TASK GOAL:
Transcribe the part of the post below between "There are two" and "yellow head scarf?", inclusive.

DOCUMENT TEXT:
Dnepropetroesk's birthday was celebrated over the weekend in the city, we accidentally saw some of it when we went into the city to pick up some new and prospective new students for the school at the bus stop. This time we had no trouble finding the girls, along with Kolya #3 (Kolya is the nickname for Nikolai so half the boys at the trade school will be named Kolya!) On Sunday we dropped Kolya3 back at the bus station, he plans to join us in two weeks after clearing up loose ends where he has been living, the girls are here to stay.

here are a few photos:

This car has a USSR-era Dnepropetroesk licence plate

Garry and I went bowling we were tied going into the the final frame -
but he won 181- to 156 with his two strikes

Crowd downtown

Driving along Karl Marx - look at the art market! 
There are two blocks jammed with people and artists today!

These guys have matching Ukraine t-shirts

birdhouses for sale

Making more straw hats to sell

Garry bought a little clay cow at this stand
a big crowd checking out the arts and crafts for sale

Winter is coming- see the lady in the yellow head scarf?

RAW DATA:
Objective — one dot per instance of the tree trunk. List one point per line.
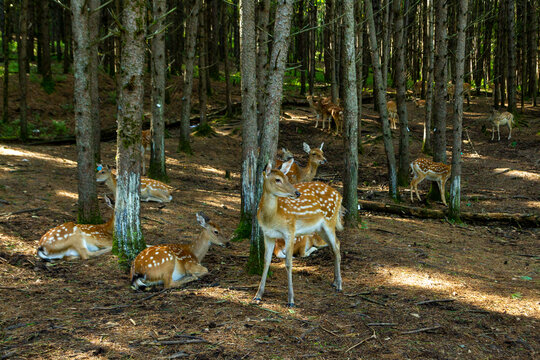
(191, 42)
(455, 187)
(270, 130)
(128, 238)
(400, 35)
(350, 178)
(94, 76)
(23, 84)
(249, 119)
(88, 206)
(381, 100)
(157, 169)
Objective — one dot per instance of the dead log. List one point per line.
(524, 220)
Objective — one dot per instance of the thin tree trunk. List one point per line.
(128, 238)
(157, 169)
(350, 178)
(23, 85)
(381, 100)
(88, 206)
(455, 187)
(191, 42)
(270, 130)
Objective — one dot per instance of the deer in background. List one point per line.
(434, 171)
(301, 174)
(174, 265)
(500, 118)
(304, 246)
(151, 190)
(77, 240)
(286, 211)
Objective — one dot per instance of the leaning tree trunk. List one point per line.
(191, 42)
(399, 40)
(157, 169)
(249, 117)
(94, 76)
(23, 84)
(381, 100)
(455, 187)
(270, 130)
(88, 206)
(350, 178)
(128, 239)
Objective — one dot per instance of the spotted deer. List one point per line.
(434, 171)
(174, 265)
(301, 174)
(72, 240)
(151, 190)
(392, 113)
(286, 211)
(497, 119)
(146, 142)
(304, 246)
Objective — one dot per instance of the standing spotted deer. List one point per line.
(434, 171)
(286, 211)
(174, 265)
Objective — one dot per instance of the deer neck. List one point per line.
(200, 247)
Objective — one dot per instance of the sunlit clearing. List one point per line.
(447, 286)
(4, 150)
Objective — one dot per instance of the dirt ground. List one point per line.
(486, 275)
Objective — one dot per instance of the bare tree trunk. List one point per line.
(88, 206)
(158, 169)
(249, 121)
(400, 80)
(23, 84)
(270, 130)
(128, 238)
(191, 42)
(94, 76)
(381, 100)
(455, 187)
(350, 178)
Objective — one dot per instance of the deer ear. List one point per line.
(286, 166)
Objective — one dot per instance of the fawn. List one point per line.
(174, 265)
(286, 212)
(434, 171)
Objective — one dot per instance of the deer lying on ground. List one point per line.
(392, 114)
(434, 171)
(501, 118)
(151, 190)
(146, 142)
(77, 240)
(304, 246)
(286, 211)
(301, 174)
(174, 265)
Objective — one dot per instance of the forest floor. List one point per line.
(486, 276)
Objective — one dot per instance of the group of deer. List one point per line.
(170, 265)
(326, 110)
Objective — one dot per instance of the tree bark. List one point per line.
(157, 169)
(455, 187)
(191, 42)
(23, 84)
(381, 100)
(88, 206)
(270, 130)
(128, 238)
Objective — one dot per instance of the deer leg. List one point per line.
(269, 244)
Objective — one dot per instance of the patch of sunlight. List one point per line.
(447, 286)
(7, 151)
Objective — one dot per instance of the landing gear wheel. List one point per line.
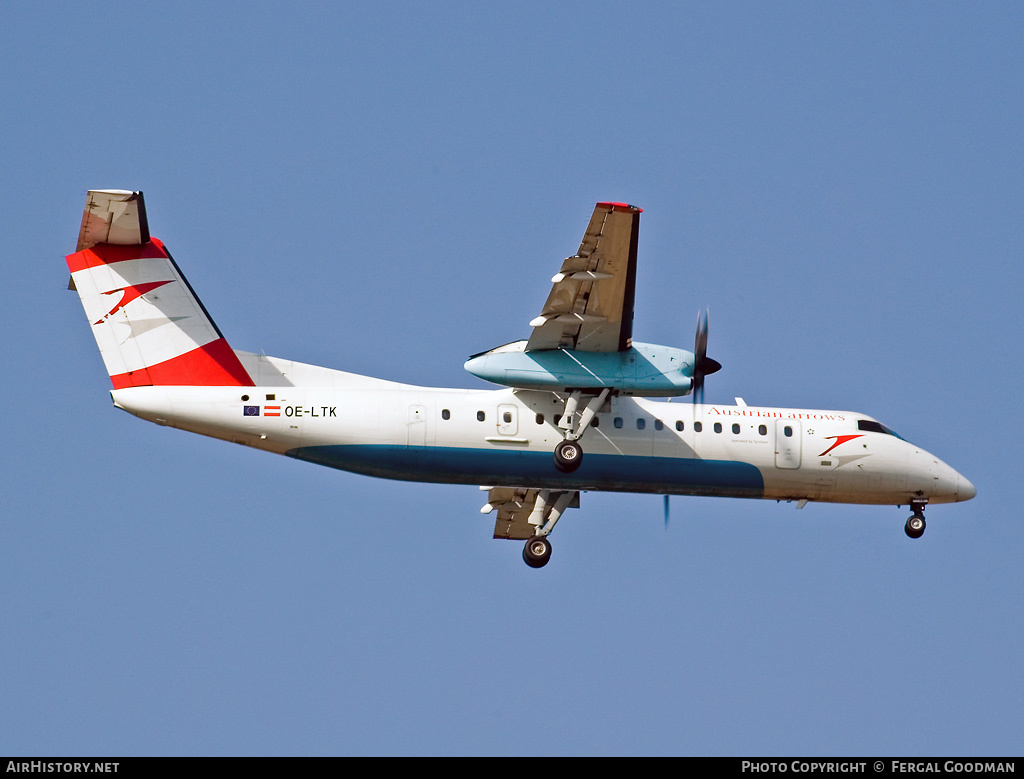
(537, 552)
(568, 455)
(914, 526)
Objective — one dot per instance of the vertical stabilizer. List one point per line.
(150, 326)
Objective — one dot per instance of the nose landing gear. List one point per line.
(914, 526)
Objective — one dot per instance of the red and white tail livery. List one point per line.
(150, 326)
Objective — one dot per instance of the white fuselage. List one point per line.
(505, 438)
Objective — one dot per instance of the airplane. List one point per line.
(579, 378)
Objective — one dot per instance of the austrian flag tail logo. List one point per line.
(129, 294)
(840, 439)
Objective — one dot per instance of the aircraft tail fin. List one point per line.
(148, 323)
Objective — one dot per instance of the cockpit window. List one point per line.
(870, 426)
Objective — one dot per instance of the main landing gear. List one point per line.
(914, 526)
(537, 552)
(568, 453)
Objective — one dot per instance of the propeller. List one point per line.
(702, 364)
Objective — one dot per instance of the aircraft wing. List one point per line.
(590, 307)
(515, 509)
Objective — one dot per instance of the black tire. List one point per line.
(537, 552)
(568, 456)
(914, 526)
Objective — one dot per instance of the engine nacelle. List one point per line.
(642, 370)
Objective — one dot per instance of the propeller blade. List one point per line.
(702, 364)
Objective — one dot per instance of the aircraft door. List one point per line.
(787, 437)
(508, 419)
(417, 426)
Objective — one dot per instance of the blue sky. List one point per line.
(387, 188)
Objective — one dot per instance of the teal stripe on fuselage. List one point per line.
(536, 469)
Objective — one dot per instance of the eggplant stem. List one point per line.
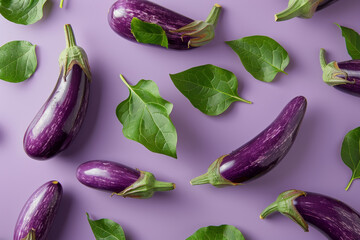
(69, 34)
(322, 59)
(213, 16)
(163, 186)
(269, 210)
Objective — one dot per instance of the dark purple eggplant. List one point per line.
(344, 76)
(38, 213)
(60, 118)
(333, 217)
(120, 179)
(261, 154)
(302, 9)
(182, 32)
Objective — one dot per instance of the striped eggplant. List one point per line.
(38, 213)
(182, 32)
(333, 217)
(62, 115)
(344, 76)
(120, 179)
(259, 155)
(302, 9)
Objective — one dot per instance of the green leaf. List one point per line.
(261, 56)
(209, 88)
(352, 40)
(17, 61)
(151, 33)
(350, 153)
(145, 117)
(223, 232)
(22, 11)
(106, 229)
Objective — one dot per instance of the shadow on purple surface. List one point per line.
(295, 157)
(62, 218)
(92, 116)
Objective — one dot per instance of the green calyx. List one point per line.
(285, 205)
(213, 176)
(145, 187)
(201, 32)
(73, 54)
(30, 236)
(298, 8)
(332, 74)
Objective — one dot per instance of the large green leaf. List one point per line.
(150, 33)
(209, 88)
(106, 229)
(261, 56)
(145, 116)
(350, 153)
(17, 61)
(22, 11)
(223, 232)
(352, 40)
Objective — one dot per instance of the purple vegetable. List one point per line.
(302, 9)
(182, 32)
(336, 219)
(344, 76)
(120, 179)
(261, 154)
(60, 118)
(38, 213)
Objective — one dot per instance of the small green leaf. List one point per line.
(17, 61)
(352, 40)
(22, 11)
(151, 33)
(261, 56)
(145, 117)
(106, 229)
(209, 88)
(223, 232)
(350, 153)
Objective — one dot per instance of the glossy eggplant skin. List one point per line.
(120, 179)
(352, 74)
(344, 76)
(265, 151)
(260, 154)
(60, 118)
(122, 12)
(106, 175)
(334, 218)
(39, 211)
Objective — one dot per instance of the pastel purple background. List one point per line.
(313, 163)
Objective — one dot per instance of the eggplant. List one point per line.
(334, 218)
(302, 9)
(120, 179)
(344, 76)
(260, 154)
(182, 32)
(38, 213)
(60, 118)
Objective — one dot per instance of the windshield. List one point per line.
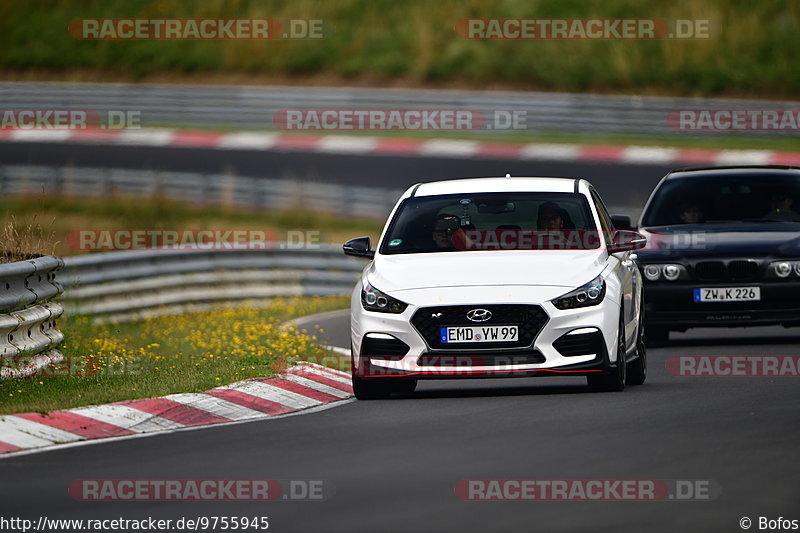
(491, 221)
(731, 198)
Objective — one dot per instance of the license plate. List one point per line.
(728, 294)
(479, 334)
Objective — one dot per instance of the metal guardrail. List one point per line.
(27, 316)
(254, 107)
(262, 193)
(132, 285)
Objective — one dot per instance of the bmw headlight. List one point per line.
(669, 272)
(783, 269)
(584, 296)
(374, 300)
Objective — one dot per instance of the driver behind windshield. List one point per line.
(444, 227)
(781, 207)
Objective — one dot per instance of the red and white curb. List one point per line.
(304, 386)
(360, 145)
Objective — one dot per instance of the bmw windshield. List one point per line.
(491, 221)
(725, 198)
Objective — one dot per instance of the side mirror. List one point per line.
(621, 222)
(624, 240)
(359, 247)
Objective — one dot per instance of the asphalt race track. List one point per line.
(394, 463)
(619, 184)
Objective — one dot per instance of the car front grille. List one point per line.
(742, 270)
(529, 318)
(735, 270)
(709, 270)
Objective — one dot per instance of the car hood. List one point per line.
(555, 268)
(703, 240)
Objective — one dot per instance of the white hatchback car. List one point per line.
(497, 277)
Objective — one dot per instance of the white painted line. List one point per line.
(214, 405)
(306, 364)
(316, 385)
(744, 157)
(648, 154)
(20, 439)
(248, 141)
(92, 442)
(566, 152)
(347, 145)
(345, 380)
(42, 431)
(41, 135)
(276, 394)
(145, 137)
(126, 417)
(449, 148)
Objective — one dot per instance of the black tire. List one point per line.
(637, 369)
(657, 335)
(612, 380)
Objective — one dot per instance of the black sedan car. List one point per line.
(723, 249)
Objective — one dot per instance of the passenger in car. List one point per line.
(550, 217)
(690, 214)
(444, 227)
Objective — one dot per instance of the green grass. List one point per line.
(51, 219)
(187, 353)
(754, 51)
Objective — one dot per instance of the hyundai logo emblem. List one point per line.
(479, 315)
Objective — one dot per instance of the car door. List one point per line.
(625, 270)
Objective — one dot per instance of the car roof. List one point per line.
(700, 172)
(506, 184)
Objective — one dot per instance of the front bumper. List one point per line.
(671, 304)
(549, 361)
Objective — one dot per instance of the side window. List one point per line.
(605, 220)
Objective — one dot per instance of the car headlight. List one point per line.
(584, 296)
(669, 272)
(374, 300)
(783, 269)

OUTPUT FOR THIS TASK:
There are two blocks jammed with people and artists today!

These guys have matching Ukraine t-shirts

birdhouses for sale

Making more straw hats to sell

Garry bought a little clay cow at this stand
a big crowd checking out the arts and crafts for sale

Winter is coming- see the lady in the yellow head scarf?